■ Work to complete
[1] Decide whether each statement agrees with the current-situation section. Answer yes or no for each, and quote the words that decide it. (a) The PAR-Q tools are meant only for people already diagnosed with a disease. (b) Assessing the current situation also helps in designing an appropriate training program. (c) Running may be unsuitable for overweight persons with low cardiorespiratory fitness.
[2] According to the current-situation section, what are the Physical Activity Readiness Questionnaires designed to identify?
[3] Copy word for word everything in the current-situation section from "Usually exercise improves" down to "from a doctor.".

■ Provided passage
========================
2. Current Situation

Initially the current situation has to be assessed. This ensures that resistance training is beneficial rather than harmful, especially to those individuals with pre-existing injuries or illnesses. This step additionally helps the design of an appropriate training (and nutritional) program. It includes:

Medical checkup

Usually exercise improves health (see Preface) but some medical conditions might not allow specific types of exercise (e.g. high intensity of effort for persons with high blood pressure or cardiovascular disease, running for overweight persons with low cardiorespiratory fitness etc.).

Initially a self-guided screening for physical activity program is recommended. The Physical Activity Readiness Questionnaires (PAR-Q or the more detailed PAR-Q+) are simple self-screening tools that can and should be used by anyone who is planning to start an exercise program (CSEP 2002, PAR-Q+ 2017). They are designed to identify major symptoms of cardiovascular, pulmonary, or metabolic diseases or orthopedic conditions. Online or printed forms can be found at PAR-Q+ (2017). If any of those conditions apply, the trainee should seek advice from a doctor.
========================
■ Data section
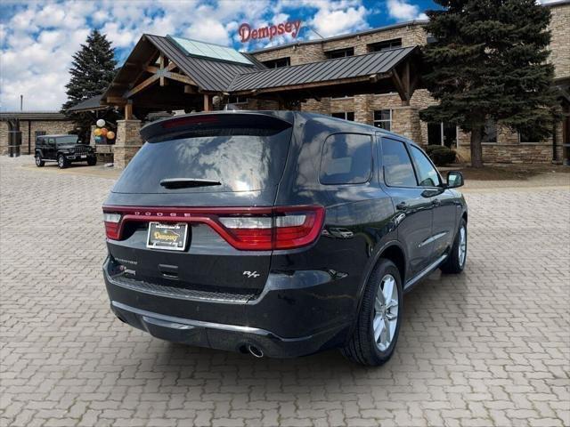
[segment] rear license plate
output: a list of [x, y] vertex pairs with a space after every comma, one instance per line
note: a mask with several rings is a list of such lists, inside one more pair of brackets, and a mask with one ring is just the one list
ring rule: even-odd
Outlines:
[[186, 247], [187, 237], [188, 224], [149, 222], [146, 247], [168, 251], [183, 251]]

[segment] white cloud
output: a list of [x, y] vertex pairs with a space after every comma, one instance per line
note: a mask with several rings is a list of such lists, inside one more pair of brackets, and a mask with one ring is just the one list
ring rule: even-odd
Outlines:
[[398, 20], [426, 20], [428, 16], [419, 12], [419, 7], [406, 0], [387, 0], [388, 14]]
[[[402, 3], [406, 0], [388, 0]], [[0, 109], [16, 109], [20, 94], [28, 109], [59, 109], [72, 55], [92, 28], [117, 48], [118, 60], [143, 33], [177, 35], [221, 44], [239, 44], [238, 27], [260, 28], [303, 19], [322, 36], [369, 28], [362, 0], [28, 0], [2, 2], [0, 23]], [[403, 4], [403, 3], [402, 3]], [[9, 4], [9, 5], [8, 5]], [[415, 6], [411, 6], [415, 7]], [[418, 12], [414, 12], [418, 15]], [[316, 34], [301, 29], [299, 38]], [[293, 41], [256, 40], [252, 50]]]

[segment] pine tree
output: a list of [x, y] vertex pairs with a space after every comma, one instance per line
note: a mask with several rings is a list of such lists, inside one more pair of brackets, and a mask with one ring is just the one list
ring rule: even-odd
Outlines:
[[471, 133], [471, 165], [483, 166], [488, 119], [537, 141], [558, 118], [554, 67], [546, 62], [550, 12], [535, 0], [435, 0], [423, 49], [423, 80], [438, 105], [420, 111], [427, 122], [450, 122]]
[[62, 112], [74, 120], [83, 132], [88, 132], [94, 118], [86, 113], [67, 113], [67, 109], [93, 96], [102, 93], [115, 76], [115, 51], [105, 35], [94, 29], [85, 44], [73, 55], [71, 78], [65, 87], [68, 101]]

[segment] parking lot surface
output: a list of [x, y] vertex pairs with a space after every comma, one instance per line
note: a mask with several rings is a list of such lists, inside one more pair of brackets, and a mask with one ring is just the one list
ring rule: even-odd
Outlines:
[[[379, 368], [152, 338], [111, 314], [112, 179], [0, 158], [0, 425], [570, 425], [570, 185], [470, 183], [464, 274], [406, 295]], [[287, 321], [287, 319], [283, 319]]]

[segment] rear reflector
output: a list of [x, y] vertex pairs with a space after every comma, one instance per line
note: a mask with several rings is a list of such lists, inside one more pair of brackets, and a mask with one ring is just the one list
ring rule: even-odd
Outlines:
[[233, 247], [244, 251], [293, 249], [316, 240], [324, 221], [322, 206], [250, 208], [159, 208], [103, 206], [107, 238], [120, 240], [128, 222], [202, 222]]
========================
■ Completed exercise
[1]
(a) No: "can and should be used by anyone who is planning to start an exercise program"
(b) Yes: "This step additionally helps the design of an appropriate training (and nutritional) program."
(c) Yes: "running for overweight persons with low cardiorespiratory fitness"

[2] Major symptoms of cardiovascular, pulmonary, or metabolic diseases or orthopedic conditions.

[3]
Usually exercise improves health (see Preface) but some medical conditions might not allow specific types of exercise (e.g. high intensity of effort for persons with high blood pressure or cardiovascular disease, running for overweight persons with low cardiorespiratory fitness etc.).

Initially a self-guided screening for physical activity program is recommended. The Physical Activity Readiness Questionnaires (PAR-Q or the more detailed PAR-Q+) are simple self-screening tools that can and should be used by anyone who is planning to start an exercise program (CSEP 2002, PAR-Q+ 2017). They are designed to identify major symptoms of cardiovascular, pulmonary, or metabolic diseases or orthopedic conditions. Online or printed forms can be found at PAR-Q+ (2017). If any of those conditions apply, the trainee should seek advice from a doctor.